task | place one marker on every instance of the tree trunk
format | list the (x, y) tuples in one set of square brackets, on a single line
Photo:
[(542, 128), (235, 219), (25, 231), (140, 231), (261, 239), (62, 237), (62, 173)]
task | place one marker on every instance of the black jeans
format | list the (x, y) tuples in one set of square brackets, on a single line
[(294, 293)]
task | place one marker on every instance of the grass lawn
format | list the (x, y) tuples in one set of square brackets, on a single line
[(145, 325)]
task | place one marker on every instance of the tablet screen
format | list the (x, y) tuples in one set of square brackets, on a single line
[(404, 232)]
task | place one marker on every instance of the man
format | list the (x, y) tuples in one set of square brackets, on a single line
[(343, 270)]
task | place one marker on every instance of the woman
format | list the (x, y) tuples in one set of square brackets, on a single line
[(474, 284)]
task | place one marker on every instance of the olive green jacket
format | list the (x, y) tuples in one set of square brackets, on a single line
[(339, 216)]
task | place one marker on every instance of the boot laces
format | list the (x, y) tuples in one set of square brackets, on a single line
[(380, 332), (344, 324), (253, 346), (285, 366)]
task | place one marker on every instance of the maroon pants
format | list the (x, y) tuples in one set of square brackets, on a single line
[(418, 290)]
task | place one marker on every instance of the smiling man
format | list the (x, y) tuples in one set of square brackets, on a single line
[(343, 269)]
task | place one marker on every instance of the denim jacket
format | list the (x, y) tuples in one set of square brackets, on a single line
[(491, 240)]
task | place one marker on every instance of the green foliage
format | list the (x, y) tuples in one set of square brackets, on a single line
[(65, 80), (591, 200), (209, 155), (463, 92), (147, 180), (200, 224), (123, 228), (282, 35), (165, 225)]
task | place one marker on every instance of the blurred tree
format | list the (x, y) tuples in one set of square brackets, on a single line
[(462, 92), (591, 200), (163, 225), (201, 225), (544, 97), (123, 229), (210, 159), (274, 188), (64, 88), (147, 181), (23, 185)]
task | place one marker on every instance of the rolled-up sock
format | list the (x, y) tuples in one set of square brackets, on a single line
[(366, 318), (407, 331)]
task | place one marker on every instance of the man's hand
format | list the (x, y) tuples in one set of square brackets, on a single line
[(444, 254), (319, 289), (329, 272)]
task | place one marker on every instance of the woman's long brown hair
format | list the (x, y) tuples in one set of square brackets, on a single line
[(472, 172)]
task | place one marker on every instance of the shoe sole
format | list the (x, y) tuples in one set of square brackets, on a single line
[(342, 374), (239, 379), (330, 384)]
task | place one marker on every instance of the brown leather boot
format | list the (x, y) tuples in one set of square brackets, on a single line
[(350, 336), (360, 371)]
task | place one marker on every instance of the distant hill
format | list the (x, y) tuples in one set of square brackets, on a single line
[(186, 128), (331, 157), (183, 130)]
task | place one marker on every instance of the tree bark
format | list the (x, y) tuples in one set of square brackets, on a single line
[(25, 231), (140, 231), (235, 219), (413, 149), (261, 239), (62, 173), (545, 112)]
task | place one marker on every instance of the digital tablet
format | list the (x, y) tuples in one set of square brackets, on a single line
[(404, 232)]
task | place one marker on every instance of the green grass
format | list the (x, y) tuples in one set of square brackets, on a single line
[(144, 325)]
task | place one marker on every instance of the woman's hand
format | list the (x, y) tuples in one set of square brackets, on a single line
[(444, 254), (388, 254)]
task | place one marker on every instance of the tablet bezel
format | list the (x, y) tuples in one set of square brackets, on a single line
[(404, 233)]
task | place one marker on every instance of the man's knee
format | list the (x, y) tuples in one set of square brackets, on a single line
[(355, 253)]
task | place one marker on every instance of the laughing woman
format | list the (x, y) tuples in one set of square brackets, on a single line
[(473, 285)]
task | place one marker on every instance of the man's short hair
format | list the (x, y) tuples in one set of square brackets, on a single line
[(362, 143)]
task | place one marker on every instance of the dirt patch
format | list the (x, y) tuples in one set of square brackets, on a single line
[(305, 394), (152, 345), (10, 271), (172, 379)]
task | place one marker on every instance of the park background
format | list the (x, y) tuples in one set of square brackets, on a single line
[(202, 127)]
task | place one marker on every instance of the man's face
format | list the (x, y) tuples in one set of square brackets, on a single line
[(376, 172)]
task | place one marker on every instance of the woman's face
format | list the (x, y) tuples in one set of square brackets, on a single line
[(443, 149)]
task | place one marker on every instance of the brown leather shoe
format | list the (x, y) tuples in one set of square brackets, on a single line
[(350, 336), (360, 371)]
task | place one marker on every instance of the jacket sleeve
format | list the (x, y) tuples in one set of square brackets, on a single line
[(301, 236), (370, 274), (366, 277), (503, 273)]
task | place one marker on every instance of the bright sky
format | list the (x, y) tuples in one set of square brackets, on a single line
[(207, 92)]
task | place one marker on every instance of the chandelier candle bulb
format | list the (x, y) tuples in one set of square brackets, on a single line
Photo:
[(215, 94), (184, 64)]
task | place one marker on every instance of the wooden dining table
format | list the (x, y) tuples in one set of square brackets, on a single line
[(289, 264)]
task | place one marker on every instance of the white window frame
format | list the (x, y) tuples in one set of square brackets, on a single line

:::::

What is needed:
Update the lines above so that every occurrence of "place one marker" reads "put a single point", leaving the rest of the text unchanged.

Answer below:
task | put a single point on every instance of the tree trunk
format | list the (x, y) tuples in one set of square brackets, on a single line
Photo:
[(542, 128), (235, 219), (25, 231), (140, 231), (261, 239), (62, 237), (62, 173)]
task | put a single point on every instance of the black jeans
format | list the (x, y) tuples in one set of square brackets, on a single line
[(294, 293)]
task | put a single point on every instance of the grass lawn
format | list the (x, y) tuples in one set of square brackets, on a single line
[(145, 325)]
task | put a single point on every instance of the tablet screen
format | list the (x, y) tuples in one set of square brackets, on a single line
[(404, 232)]
task | put a single point on every instance of the man
format | list the (x, y) tuples in one set of square brackets, on a single line
[(343, 270)]
task | put a single point on every instance of the woman
format | list the (x, y) tuples in one set of square brackets, on a single line
[(474, 284)]
task | put a single point on every instance of the olive green jacket
format | list the (x, y) tuples in one set of square brackets, on a single line
[(339, 216)]
task | put a single point on every instance of the boot laces
format | list the (x, y) tuples in one set of square brackets, on a single line
[(380, 332), (344, 324), (253, 346), (285, 366)]
task | put a single point on every instance of the maroon pants
format | list the (x, y) tuples in one set of square brackets, on a single line
[(418, 290)]
task | put a single point on every instance of the smiling man
format | list the (x, y) tuples in one set of square brackets, on a single line
[(343, 269)]
task | put a single point on every instance of the denim jacket
format | list the (x, y) tuples in one set of square brackets, on a single line
[(491, 240)]
task | put a single point on every instance of the green foliage
format | list the (x, y) tuples in one set of square brackets, on a single line
[(65, 80), (591, 200), (209, 155), (463, 92), (147, 180), (200, 224), (123, 228), (282, 35), (165, 225)]
task | put a single point on every instance of the blurred tree
format | list the (x, y) tuples in one set of square brackets, on a single line
[(462, 92), (591, 200), (163, 225), (201, 225), (544, 97), (123, 229), (210, 159), (274, 188), (64, 88), (147, 181), (23, 185)]
task | put a single point on every instance of the rolled-up sock
format | list the (x, y) tuples in one set of square brackets, on a single line
[(366, 318), (407, 331)]
task | put a single point on every instance of the man's hand
format | list the (x, y) tuples in one set of square brackets, on a single line
[(444, 254), (319, 289), (329, 272)]
task | put a single point on every instance of the woman's long brown hair
format | list the (x, y) tuples in one set of square brackets, on a single line
[(472, 172)]
task | put a single point on every instance of the shoe sole
format | list the (x, y) tuples in one set of square brackets, on a single line
[(342, 374), (239, 379), (330, 384)]
task | put a single point on every instance of the brown leather boot
format | list the (x, y) tuples in one set of square brackets, on a single line
[(350, 336), (360, 371)]
task | put a single point on every instance of the distant hill
format | list the (x, y) tuples in one set of square brackets, on a single line
[(186, 128), (331, 157), (183, 130)]
task | put a single point on every instance of the tree bark
format | list the (x, y) tuples in one set of square brackets, on a single line
[(25, 231), (140, 231), (235, 219), (413, 149), (261, 239), (62, 173), (545, 112)]
task | put a single point on every instance of the digital tablet
format | list the (x, y) tuples in one set of square brackets, on a single line
[(404, 232)]
task | put a single point on every instance of the green grass
format | list the (x, y) tuples in one set of square brackets, on a single line
[(144, 325)]
task | put a single point on every instance of the woman's hand
format | list the (x, y) tuples in one set of square brackets, on a single line
[(444, 254), (388, 254)]
task | put a single point on every instance of the tablet bezel
format | list the (x, y) tuples in one set of square brackets, on a single line
[(404, 233)]
task | put a single point on every instance of the man's knee
format | list the (x, y) tuples in one set of square brackets, on a single line
[(355, 253)]
task | put a single point on every instance of the laughing woman
format | list the (x, y) tuples in one set of square brackets, on a single line
[(473, 285)]
task | put a single point on every instance of the man's short hair
format | list the (x, y) tuples in one set of square brackets, on a single line
[(362, 143)]
task | put a single point on every instance of the dirt patch
format | list the (x, y) tuples in one set of square brackets, on a single line
[(305, 394), (152, 345), (10, 271), (172, 379)]
task | put a single point on every instance of the park background
format | list the (x, y) tuples in one set of square brackets, on a single line
[(202, 127)]
task | put a single point on every instance of the man's face
format | list the (x, y) tuples in one set of square brackets, on a single line
[(376, 172)]
task | put a single point on every instance of the woman's face
format | list the (x, y) tuples in one set of square brackets, on a single line
[(443, 149)]
task | put a single point on every instance of the brown leather shoe
format | list the (x, y) tuples in one set of square brackets, on a single line
[(350, 336), (360, 371)]
task | put a single point on every instance of the jacket sleeve
format | list the (x, y) tuples in one set of square brackets, on a single line
[(301, 236), (370, 274), (366, 277), (503, 273)]
task | put a single point on every instance of the bright sky
format | list the (x, y) tuples in one set of square brackets, on a single line
[(207, 92)]
task | put a single point on every instance of the chandelier candle bulb
format | list the (x, y) tuples in one set of square brackets, on a single line
Photo:
[(215, 94), (184, 64)]
task | put a single point on every instance of the wooden dining table
format | list the (x, y) tuples in one set of square brackets, on a single line
[(289, 264)]
task | put a single point on every instance of the white window frame
format | list the (x, y) tuples in one set of square brackets, on a single line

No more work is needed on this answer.